**DIRECTIONS FOR THIS TASK:**
Copy the data below line for line without any alteration, and leave the picture out of your answer.

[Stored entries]
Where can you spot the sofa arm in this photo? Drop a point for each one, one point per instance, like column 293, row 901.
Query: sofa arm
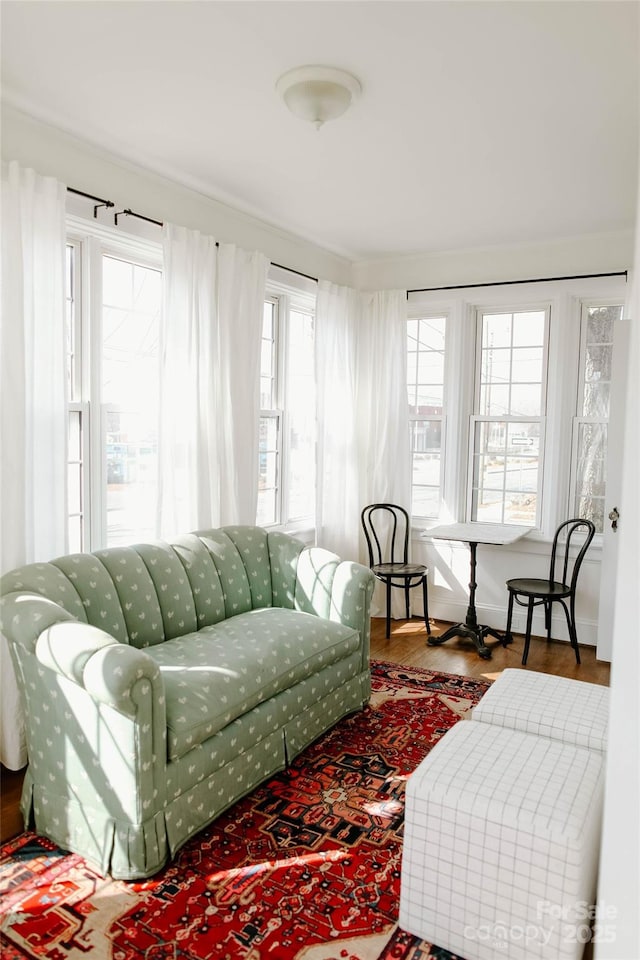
column 24, row 615
column 112, row 673
column 339, row 590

**RESPONSE:**
Where can you spot the sofa arm in this photo? Drop a point for each one, one point per instance, like column 293, row 901.
Query: sofa arm
column 24, row 615
column 112, row 673
column 339, row 590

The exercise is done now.